EXERCISE A
In the rows, quote every line from the line with "Reviewer note: every instance of the green foliage" to the line with "column 573, row 77", including both of those lines, and nothing else.

· · · · · · ·

History is full of female figures that tried to shine a light on injustice from Rosa Luxembourg to Aung San Suu Kyi, history is also full of figures time forgot and one of these is Louise Michel, a free thinking French revolutionary who played a key role in the 19th century Paris Commune uprising. For her actions she was sent to the remotest part of the French Empire in Martinique.
Renowned Guardian writer, economics editor for Channel 4 News and most recently, author of PostCapitalism: A Guide to Our Future, Paul Mason’s latest mission has been to shed light on Michel’s plight but also to bear arms through the means of theatre. Having also launched the highly politicised play Why It’s Kicking Off Everywhere, Mason now prepares the London theatre debut of Divine Chaos of Starry Things . These plays actively encourage people to unite in what Mason calls these “dark times”. We chatted with Mason to discuss what made Louise Michel such a badass, a guiding icon for modern women and revolutionaries everywhere and why she would have most probably trolled people on Twitter.
“She had the Donald Trump of the 19th Century, Louis Napoleon! She despised him, she mocked him.” – Paul Mason
One of the reasons we are talking today is to discuss the new play you are undertaking. You’re bringing to life a time and person that not many people know about and that was a seven year journey from what I understand?
So the play is about a group of working class women who take part in a revolution called the Paris Commune that was eventually defeated. I became fascinated by the universality of the experience they had of the defeat, because so many people in the modern world have experienced this life-changing transformation of taking part in an uprising and then seeing it all go to shit basically. My own family and friends were all involved in the miners’ strike in the 1980s, and when that happened, I knew many women, or ‘miner’s wives’ as they were then called, who could never go back to the way they were. And yet the transformative experience had gone and disappeared, and the world that it created had been destroyed.
So would you say that this play is a case of ‘look where we’ve come from to know where we’re going’?

· · · · · · ·

EXERCISE B
Name every person mentioned in the interview about Louise Michel.

Pointing and labeling rows:

· · · · · · ·

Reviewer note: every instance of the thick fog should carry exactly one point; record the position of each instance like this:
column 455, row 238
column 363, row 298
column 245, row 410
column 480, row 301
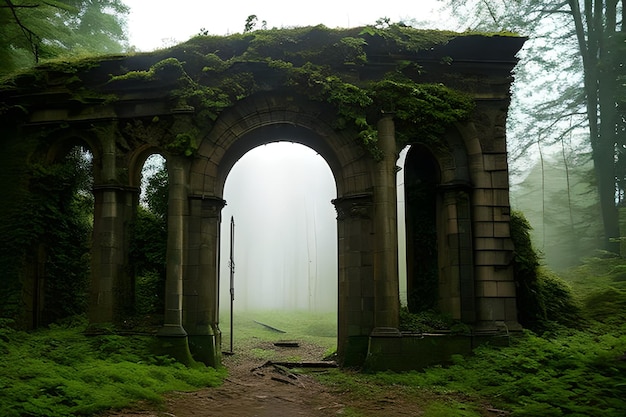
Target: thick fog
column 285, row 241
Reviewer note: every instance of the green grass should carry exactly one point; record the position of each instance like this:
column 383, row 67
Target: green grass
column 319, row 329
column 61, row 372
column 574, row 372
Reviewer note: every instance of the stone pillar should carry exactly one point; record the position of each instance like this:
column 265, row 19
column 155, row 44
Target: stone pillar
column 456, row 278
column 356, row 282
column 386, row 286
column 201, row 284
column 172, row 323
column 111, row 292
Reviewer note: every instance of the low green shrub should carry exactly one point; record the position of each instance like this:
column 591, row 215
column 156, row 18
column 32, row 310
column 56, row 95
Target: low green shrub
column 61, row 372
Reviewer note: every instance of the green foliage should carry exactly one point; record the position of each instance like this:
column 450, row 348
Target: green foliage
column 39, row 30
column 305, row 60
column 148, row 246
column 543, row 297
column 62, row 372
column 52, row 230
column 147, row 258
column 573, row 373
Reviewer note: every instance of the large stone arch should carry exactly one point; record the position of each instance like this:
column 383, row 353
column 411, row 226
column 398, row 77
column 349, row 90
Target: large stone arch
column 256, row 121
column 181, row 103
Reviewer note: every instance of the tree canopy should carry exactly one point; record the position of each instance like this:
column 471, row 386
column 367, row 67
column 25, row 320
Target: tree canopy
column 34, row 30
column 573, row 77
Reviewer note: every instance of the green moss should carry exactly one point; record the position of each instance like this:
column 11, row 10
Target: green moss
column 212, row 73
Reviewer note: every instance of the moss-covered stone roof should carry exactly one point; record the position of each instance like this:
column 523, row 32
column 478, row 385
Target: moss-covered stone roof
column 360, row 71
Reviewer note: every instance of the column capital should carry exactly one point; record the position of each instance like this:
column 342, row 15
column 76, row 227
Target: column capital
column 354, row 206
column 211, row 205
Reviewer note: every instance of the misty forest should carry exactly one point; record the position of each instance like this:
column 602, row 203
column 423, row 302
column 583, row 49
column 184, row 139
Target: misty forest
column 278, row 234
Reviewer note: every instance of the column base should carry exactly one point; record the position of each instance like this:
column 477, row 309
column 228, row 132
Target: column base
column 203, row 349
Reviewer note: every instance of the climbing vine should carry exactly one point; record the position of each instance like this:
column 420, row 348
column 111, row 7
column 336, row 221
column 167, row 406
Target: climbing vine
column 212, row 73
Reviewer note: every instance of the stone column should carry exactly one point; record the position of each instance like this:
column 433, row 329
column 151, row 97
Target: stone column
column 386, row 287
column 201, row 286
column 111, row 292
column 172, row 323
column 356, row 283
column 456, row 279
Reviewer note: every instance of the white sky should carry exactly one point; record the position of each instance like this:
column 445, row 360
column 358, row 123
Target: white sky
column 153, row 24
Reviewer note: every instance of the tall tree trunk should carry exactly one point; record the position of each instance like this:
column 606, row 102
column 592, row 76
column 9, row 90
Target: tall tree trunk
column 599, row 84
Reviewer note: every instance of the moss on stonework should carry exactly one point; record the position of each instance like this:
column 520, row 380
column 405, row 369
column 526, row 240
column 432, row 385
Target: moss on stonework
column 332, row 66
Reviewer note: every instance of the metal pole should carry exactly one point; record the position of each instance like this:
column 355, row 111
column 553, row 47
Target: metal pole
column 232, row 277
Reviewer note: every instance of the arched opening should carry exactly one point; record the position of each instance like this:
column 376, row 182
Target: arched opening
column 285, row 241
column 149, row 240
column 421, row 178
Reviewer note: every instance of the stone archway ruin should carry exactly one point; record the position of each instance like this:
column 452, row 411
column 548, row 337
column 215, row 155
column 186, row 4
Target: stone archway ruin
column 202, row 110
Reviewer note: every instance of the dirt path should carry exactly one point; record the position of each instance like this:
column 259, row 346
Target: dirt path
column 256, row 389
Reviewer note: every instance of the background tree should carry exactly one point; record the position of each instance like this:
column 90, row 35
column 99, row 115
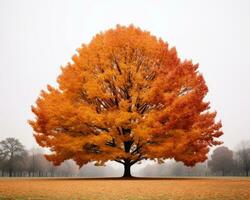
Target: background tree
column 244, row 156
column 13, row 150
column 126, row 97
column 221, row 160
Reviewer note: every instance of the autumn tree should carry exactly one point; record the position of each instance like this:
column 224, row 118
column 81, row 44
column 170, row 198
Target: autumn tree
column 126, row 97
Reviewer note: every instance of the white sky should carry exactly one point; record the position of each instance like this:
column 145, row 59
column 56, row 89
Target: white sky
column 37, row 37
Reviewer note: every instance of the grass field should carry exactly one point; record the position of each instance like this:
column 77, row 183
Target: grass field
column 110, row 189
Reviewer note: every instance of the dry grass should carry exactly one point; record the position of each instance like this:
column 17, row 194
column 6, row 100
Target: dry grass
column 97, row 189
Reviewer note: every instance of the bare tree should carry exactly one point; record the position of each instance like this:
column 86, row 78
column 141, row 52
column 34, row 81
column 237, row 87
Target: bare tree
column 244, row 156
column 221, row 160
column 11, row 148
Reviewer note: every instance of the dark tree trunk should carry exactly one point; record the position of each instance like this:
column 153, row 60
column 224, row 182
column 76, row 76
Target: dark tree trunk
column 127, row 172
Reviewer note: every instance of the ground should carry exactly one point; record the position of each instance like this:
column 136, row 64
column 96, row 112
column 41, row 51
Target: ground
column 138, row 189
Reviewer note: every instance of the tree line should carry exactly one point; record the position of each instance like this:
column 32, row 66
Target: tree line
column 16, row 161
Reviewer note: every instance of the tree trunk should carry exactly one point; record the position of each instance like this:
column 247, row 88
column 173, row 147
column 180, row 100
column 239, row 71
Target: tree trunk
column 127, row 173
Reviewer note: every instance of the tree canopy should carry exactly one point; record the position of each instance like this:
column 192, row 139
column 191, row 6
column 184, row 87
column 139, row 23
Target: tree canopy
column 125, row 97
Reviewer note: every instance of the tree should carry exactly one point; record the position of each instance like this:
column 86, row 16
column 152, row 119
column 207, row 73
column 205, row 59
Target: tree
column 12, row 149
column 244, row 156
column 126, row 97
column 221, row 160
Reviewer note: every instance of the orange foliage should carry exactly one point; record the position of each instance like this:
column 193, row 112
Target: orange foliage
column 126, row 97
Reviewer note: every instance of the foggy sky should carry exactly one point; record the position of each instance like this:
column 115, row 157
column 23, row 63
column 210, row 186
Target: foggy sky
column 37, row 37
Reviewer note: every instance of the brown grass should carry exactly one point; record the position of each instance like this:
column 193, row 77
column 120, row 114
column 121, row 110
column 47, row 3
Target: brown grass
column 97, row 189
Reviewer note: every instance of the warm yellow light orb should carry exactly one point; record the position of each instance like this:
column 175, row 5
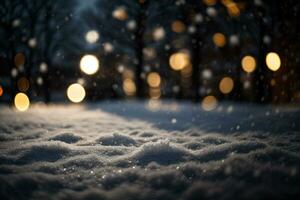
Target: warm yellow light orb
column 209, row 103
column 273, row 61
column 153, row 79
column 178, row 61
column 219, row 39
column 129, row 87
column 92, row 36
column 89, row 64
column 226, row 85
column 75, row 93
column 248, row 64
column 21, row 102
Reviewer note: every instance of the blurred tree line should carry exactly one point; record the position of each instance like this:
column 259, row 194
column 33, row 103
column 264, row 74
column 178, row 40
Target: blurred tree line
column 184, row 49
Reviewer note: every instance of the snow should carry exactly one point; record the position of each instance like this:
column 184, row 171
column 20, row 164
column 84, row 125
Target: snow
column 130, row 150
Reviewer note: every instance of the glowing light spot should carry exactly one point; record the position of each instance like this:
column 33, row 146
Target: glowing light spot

· · · · · · ·

WORKED ANSWER A
Reviewer note: every instance of the green foliage should carry exactly one point; record the position of each instance like this:
column 450, row 348
Target: green foliage
column 39, row 30
column 305, row 60
column 148, row 246
column 543, row 297
column 62, row 372
column 52, row 230
column 147, row 258
column 573, row 373
Reviewer note: every instance of the large stone arch should carry exactly one point; record the position of each instance like this:
column 383, row 353
column 411, row 226
column 398, row 77
column 349, row 90
Target: large stone arch
column 256, row 121
column 181, row 103
Reviewer note: every instance of the tree canopy should carry exactly one point; record the position of each instance like this:
column 471, row 386
column 367, row 67
column 25, row 320
Target: tree canopy
column 34, row 30
column 573, row 77

WORKED ANSWER B
- Rosa Luxembourg
- Aung San Suu Kyi
- Louise Michel
- Paul Mason
- Donald Trump
- Louis Napoleon